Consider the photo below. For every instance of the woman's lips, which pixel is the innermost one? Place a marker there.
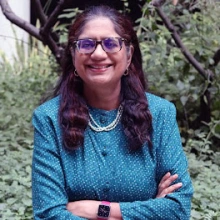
(99, 67)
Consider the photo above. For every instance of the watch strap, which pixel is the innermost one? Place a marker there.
(107, 203)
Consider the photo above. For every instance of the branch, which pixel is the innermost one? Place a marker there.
(53, 17)
(40, 12)
(42, 17)
(216, 57)
(9, 14)
(207, 74)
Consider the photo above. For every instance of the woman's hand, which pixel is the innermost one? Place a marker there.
(165, 186)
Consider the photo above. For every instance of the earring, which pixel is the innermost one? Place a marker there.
(75, 73)
(126, 72)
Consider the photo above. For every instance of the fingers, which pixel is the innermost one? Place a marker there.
(167, 180)
(165, 186)
(169, 190)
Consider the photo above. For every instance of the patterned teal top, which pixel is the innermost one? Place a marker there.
(105, 169)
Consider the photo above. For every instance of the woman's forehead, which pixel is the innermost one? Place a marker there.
(98, 26)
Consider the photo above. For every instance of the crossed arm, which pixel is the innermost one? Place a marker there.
————
# Challenge:
Reproduce all of the lines above with "innermost" changed to "most central" at every occurrence and nothing else altered. Omit the pictures.

# Output for this exercise:
Consider the photo below. For every instance of the woman's lips, which pixel is the most central one? Place a marker there.
(99, 67)
Consider the photo above. For every instance of the watch strap, which pixel is the most central one? Place a marker there.
(107, 203)
Consider the photo above. For every instance of the branch, which pixel is the most central one? Place a marker there.
(53, 17)
(40, 12)
(42, 17)
(216, 57)
(9, 14)
(207, 74)
Consider the photo above. For every instance of the woman's hand, which pixel is the most central one? Place a marker there.
(165, 186)
Consider the photo above. For every instance of the earring, which pixel is the most central one? Place a marker there.
(75, 73)
(126, 72)
Consider the photo above. For every instance of the fingers, which pixel is the most central one? Place a marker there.
(167, 180)
(165, 186)
(169, 190)
Consider the photo above. For every instance of the patterned teal top, which pixel is the most central one? Place a marker there.
(105, 169)
Consider the photo above. For every instance of the woman's forehead, which pixel is the most central one? Place a marker there.
(98, 26)
Consider the photo above. For every instance of the crossed arm, which pixel is the most central one? Place a marker there.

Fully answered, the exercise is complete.